(Collected data)
○ ○ ○

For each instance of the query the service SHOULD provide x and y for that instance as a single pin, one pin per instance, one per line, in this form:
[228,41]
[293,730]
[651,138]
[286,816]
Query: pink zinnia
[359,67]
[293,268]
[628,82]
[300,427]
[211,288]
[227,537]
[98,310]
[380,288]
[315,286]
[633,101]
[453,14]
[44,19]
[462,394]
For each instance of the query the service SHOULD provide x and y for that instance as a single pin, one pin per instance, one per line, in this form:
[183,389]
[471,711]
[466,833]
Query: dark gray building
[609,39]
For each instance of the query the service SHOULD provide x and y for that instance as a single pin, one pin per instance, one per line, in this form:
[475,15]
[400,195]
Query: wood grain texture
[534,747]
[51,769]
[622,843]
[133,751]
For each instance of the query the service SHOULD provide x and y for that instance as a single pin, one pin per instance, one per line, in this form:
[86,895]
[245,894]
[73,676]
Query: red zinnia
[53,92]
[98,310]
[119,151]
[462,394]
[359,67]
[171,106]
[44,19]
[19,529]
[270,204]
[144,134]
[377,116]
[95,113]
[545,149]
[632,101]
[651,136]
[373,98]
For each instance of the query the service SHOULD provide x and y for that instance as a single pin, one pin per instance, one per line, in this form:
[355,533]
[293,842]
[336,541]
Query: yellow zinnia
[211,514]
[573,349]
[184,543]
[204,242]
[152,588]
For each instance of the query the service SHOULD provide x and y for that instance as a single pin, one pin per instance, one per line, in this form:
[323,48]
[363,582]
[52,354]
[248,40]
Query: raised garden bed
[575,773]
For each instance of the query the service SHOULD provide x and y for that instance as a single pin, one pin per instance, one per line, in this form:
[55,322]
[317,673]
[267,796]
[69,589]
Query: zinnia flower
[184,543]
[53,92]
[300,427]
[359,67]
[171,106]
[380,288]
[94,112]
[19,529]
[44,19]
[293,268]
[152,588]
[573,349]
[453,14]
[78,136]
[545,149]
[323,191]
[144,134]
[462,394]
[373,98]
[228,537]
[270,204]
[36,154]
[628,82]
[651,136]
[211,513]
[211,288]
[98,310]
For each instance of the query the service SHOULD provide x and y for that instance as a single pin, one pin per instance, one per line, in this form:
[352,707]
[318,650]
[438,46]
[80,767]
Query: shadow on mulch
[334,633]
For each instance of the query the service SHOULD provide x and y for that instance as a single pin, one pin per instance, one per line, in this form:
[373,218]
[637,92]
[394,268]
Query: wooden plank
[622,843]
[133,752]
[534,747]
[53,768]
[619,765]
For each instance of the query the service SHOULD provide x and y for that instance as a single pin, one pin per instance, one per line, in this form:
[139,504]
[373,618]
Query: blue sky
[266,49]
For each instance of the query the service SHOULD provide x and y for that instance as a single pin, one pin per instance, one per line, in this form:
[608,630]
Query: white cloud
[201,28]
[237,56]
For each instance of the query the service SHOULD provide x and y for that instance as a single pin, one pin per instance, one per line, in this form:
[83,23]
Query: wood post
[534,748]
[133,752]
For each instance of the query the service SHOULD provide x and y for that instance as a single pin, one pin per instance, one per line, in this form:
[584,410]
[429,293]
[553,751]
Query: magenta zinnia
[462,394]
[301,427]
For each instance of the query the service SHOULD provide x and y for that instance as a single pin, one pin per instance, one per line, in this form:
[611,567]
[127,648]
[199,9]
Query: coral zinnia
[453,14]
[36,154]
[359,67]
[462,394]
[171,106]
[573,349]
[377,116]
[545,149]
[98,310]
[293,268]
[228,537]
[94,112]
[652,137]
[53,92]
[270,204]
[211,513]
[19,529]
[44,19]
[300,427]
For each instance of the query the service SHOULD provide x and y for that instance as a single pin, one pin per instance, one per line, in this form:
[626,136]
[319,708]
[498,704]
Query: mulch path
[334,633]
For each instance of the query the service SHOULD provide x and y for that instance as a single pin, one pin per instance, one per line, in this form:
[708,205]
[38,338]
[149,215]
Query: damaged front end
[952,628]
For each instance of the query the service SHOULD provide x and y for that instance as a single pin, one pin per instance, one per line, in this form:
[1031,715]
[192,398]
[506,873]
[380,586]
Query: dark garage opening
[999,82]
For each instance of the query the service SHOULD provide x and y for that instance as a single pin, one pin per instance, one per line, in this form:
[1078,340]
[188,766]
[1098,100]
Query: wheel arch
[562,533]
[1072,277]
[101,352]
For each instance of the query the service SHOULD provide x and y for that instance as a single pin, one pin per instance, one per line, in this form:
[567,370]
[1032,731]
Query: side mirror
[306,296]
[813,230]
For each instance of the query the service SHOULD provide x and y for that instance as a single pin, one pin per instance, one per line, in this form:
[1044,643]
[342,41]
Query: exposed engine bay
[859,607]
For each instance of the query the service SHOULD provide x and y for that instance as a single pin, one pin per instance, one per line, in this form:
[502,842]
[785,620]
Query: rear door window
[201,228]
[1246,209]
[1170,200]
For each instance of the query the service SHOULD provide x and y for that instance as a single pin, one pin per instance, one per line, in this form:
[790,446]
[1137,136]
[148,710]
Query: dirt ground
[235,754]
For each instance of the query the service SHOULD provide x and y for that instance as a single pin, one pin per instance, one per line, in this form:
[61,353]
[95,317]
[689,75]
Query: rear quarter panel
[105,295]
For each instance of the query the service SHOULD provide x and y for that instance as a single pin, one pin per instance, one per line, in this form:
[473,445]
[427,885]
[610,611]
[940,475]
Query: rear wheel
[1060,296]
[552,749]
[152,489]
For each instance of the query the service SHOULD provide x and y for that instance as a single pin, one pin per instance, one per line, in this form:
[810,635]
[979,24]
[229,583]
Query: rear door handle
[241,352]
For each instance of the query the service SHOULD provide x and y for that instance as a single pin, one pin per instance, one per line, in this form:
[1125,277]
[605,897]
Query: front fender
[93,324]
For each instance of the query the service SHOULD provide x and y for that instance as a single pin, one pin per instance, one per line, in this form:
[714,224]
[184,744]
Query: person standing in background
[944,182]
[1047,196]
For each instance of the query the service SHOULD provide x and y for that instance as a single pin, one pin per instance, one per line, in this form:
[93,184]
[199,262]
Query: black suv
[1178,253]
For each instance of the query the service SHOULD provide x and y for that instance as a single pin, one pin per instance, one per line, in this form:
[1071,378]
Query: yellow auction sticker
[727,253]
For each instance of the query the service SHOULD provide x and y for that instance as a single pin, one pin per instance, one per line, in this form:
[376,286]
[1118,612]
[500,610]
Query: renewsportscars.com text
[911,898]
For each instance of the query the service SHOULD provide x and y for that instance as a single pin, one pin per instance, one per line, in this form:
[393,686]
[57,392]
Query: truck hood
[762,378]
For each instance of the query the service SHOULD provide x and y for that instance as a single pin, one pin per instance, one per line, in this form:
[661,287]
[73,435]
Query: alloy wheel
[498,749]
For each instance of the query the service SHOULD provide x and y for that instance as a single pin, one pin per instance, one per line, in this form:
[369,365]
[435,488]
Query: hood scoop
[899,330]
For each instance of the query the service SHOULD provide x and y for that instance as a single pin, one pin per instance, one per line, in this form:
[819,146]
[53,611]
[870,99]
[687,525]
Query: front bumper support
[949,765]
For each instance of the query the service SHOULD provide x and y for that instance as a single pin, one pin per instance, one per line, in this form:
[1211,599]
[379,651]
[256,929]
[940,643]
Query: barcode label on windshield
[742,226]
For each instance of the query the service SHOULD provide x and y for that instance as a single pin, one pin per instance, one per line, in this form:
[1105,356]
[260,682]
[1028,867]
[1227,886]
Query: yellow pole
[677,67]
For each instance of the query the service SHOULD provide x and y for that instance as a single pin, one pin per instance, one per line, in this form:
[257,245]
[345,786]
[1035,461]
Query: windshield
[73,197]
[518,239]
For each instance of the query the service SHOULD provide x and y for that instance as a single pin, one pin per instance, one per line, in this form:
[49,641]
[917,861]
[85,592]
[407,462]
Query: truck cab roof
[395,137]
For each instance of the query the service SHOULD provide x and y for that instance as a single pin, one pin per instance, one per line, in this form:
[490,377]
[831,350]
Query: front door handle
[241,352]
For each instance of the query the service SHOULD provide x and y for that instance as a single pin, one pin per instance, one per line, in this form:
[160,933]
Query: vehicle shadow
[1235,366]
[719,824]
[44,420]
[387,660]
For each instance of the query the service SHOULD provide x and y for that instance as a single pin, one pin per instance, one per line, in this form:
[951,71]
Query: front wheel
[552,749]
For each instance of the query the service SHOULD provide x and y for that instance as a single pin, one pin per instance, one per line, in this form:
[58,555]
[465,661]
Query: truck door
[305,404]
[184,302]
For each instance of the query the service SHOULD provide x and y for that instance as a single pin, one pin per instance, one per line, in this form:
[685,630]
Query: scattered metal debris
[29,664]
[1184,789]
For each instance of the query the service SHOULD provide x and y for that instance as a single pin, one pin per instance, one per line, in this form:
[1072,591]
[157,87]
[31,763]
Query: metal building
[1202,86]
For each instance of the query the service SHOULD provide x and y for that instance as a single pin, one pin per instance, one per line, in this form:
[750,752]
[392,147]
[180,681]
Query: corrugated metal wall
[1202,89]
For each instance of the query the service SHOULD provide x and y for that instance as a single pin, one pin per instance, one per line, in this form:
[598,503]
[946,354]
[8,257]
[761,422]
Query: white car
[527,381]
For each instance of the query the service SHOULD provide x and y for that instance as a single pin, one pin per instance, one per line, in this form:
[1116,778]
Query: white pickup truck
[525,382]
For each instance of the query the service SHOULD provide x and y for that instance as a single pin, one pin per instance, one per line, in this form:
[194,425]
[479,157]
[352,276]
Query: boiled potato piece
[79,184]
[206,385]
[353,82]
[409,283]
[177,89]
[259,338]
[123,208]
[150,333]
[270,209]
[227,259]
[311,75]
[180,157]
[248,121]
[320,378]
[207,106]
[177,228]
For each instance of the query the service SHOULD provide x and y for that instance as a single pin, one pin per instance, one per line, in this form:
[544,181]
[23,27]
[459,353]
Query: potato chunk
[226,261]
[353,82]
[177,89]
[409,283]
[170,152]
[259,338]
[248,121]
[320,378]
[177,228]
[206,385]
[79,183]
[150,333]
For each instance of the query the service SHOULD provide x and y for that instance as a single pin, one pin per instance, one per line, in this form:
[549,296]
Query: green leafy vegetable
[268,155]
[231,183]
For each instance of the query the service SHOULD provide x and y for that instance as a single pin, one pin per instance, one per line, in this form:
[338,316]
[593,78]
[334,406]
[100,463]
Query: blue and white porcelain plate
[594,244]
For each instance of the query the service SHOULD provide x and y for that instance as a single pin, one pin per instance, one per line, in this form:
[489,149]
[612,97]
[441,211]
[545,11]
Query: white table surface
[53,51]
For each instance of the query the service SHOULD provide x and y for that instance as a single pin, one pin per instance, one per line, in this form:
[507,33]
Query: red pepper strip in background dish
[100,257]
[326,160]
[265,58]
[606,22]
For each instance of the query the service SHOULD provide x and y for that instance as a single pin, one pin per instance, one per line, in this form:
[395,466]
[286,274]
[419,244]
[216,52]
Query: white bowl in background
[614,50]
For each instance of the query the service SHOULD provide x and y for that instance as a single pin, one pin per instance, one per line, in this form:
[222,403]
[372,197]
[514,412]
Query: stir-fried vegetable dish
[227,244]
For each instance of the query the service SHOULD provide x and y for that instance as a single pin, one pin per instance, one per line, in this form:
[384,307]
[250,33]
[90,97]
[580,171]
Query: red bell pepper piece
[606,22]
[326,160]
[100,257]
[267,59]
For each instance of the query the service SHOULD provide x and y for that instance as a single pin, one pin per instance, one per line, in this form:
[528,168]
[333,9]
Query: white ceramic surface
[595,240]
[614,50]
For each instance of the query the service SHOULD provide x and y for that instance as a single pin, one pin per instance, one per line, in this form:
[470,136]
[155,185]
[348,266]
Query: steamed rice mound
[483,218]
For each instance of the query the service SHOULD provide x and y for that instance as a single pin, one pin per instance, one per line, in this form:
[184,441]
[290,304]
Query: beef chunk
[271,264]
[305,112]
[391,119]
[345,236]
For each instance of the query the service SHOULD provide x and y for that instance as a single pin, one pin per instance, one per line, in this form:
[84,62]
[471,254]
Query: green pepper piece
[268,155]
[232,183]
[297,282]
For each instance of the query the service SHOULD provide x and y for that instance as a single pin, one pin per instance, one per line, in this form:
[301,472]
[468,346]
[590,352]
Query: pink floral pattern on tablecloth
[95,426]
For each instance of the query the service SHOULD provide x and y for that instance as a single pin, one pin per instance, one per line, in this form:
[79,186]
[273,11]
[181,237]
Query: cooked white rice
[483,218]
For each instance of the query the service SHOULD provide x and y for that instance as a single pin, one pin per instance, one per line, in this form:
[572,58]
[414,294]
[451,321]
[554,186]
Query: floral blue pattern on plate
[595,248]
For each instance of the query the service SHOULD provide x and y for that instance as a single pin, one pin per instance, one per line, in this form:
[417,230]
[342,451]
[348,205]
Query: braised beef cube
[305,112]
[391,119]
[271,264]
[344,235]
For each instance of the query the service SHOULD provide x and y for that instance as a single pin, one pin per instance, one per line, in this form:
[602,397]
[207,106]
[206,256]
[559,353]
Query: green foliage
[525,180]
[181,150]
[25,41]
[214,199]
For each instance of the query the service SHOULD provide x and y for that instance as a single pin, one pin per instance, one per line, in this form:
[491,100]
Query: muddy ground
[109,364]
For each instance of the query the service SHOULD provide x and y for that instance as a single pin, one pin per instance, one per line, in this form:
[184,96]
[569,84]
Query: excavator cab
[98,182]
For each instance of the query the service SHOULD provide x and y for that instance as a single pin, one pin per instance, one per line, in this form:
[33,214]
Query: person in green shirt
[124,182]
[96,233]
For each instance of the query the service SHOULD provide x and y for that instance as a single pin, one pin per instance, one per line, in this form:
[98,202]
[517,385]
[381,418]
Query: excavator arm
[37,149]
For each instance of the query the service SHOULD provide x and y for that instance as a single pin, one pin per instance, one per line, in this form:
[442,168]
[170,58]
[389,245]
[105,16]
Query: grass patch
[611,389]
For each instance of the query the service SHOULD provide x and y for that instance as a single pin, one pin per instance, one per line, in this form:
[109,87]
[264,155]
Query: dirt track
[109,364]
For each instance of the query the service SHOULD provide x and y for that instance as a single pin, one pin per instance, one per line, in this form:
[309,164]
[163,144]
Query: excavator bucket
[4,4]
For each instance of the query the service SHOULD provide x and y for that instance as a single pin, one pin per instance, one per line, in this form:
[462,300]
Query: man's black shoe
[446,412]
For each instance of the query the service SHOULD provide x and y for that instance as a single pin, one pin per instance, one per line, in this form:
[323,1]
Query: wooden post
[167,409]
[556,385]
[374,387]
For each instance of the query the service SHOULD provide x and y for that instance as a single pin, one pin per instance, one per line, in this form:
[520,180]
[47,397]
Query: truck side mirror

○ ○ ○

Problem details
Pull out each line in the listing above that includes the word "dish".

Output for this task
Query: red pepper strip in background dish
Query: stir-fried vegetable dish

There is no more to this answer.